*** Available data ***

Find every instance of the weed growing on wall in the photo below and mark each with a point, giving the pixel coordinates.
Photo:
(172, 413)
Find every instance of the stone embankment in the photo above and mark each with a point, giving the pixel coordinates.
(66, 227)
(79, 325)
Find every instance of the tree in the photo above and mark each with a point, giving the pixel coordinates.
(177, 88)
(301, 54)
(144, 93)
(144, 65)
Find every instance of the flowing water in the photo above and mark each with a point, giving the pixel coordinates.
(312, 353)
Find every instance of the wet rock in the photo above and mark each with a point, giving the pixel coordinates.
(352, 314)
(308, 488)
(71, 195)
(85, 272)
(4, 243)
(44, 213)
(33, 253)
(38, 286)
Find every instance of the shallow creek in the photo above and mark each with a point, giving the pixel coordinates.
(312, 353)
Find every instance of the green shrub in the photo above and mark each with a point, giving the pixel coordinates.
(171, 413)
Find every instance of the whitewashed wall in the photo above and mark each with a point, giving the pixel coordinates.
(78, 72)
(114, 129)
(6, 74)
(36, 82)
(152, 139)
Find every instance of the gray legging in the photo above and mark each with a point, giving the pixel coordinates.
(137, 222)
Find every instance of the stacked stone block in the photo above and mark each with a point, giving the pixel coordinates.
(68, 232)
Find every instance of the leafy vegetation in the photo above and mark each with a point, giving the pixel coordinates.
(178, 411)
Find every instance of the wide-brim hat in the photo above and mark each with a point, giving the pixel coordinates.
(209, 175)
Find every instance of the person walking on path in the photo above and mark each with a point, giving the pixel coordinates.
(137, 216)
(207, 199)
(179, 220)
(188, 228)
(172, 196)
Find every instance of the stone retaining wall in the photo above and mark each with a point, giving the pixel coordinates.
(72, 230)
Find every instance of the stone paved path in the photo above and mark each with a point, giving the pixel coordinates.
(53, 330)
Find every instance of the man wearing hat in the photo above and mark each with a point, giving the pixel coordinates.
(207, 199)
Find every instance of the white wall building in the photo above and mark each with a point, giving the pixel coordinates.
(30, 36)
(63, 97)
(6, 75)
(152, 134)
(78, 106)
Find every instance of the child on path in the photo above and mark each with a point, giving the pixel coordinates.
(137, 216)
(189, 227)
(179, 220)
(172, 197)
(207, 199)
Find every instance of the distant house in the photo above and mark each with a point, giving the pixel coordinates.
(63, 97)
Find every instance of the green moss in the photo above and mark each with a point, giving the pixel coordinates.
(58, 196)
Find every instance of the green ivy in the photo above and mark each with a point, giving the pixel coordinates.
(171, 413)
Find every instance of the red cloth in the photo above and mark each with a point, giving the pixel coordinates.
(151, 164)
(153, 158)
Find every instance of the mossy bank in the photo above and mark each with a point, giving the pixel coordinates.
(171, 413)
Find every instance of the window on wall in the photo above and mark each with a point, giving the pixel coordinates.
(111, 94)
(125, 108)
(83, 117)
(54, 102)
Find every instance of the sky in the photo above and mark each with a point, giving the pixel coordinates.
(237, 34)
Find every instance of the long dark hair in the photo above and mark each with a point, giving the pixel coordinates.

***

**What you are asked to do:** Type out each entry above again, exactly.

**Answer section:**
Find every instance of the weed growing on wall in the photo below and mark each with a point, giving the pixel coordinates.
Photo:
(172, 413)
Find every instance of the stone embankment in the photo above and mark each with a point, giving the pixel coordinates.
(66, 227)
(79, 325)
Find every instance of the tree in the photo above and mark each with a point, giving the pixel coordinates.
(177, 88)
(301, 54)
(144, 93)
(144, 65)
Find every instance of the flowing water in the photo above and mark each with a point, giving the pixel coordinates.
(312, 353)
Find every instance of the wet rock in the photo above and mark each with a point, giving the pixel coordinates.
(352, 314)
(308, 488)
(71, 195)
(85, 272)
(4, 243)
(44, 213)
(33, 253)
(38, 286)
Find every instance of the shallow creek in the photo above and mark each with a point, giving the pixel coordinates.
(312, 353)
Find every instance of the green shrub in the photo above and mark each with a point, giving the pixel coordinates.
(171, 413)
Find every instance of the whitewashed wall in the photo above and mark each with a point, giving the pixel coordinates.
(78, 72)
(114, 129)
(6, 74)
(36, 82)
(152, 139)
Find every instance of the gray legging in the photo above and mark each with a point, giving the pixel coordinates.
(137, 222)
Find every instance of the stacked stone block in the photo above and mark each with a point, giving the pixel coordinates.
(68, 232)
Find every instance of the leafy vegetation in the photo above and mark each with a point, giving the pixel coordinates.
(178, 411)
Find every instance of the wide-brim hat in the photo above and mark each with a point, giving the pixel coordinates.
(209, 175)
Find every instance of the person walking on path in the photo above and mark each with a point, giving the pixel coordinates.
(137, 216)
(207, 199)
(179, 220)
(188, 228)
(172, 196)
Find every instance of the stone retaining wall in the photo above and mark each with a point, giving the pixel coordinates.
(72, 230)
Find every instance of the stone paved path in the photo above and mark each with a point, giving the pixel coordinates.
(53, 330)
Find every instance of the man wearing hat in the photo above and mark each with a point, giving the pixel coordinates.
(207, 199)
Find every instance of the white wall building in the photo above and mark each with a point, giving the pixel coordinates.
(30, 36)
(63, 97)
(6, 75)
(152, 134)
(78, 106)
Find every instance of the child on path in the photo above and mark each with a point, giving the pixel coordinates.
(137, 216)
(189, 227)
(179, 220)
(172, 197)
(207, 199)
Find every instance of the distant house in the photo above and mark each with a point, giving the pixel coordinates.
(63, 97)
Find every instance of the green moss in the photo above and mark each with a point, giving the pixel coordinates.
(58, 196)
Find every instance of the green ivy in the photo above and mark each with a point, giving the pixel coordinates.
(171, 413)
Find every instance of the red cloth in the photo above and mark each with a point, giving the pixel coordinates.
(151, 164)
(153, 158)
Find every instance of the mossy bank in the photo above and mark each with a point, giving the pixel coordinates.
(171, 413)
Find every instance of the window on wall in the photo above and mark each with a point, giving the pixel coordinates.
(111, 94)
(125, 108)
(83, 117)
(54, 102)
Find every instance of the sky in the photo above and mark each with a point, giving the pixel coordinates.
(237, 34)
Find every instance of the long dark hair in the photo above and mark each with a point, giving the pixel coordinates.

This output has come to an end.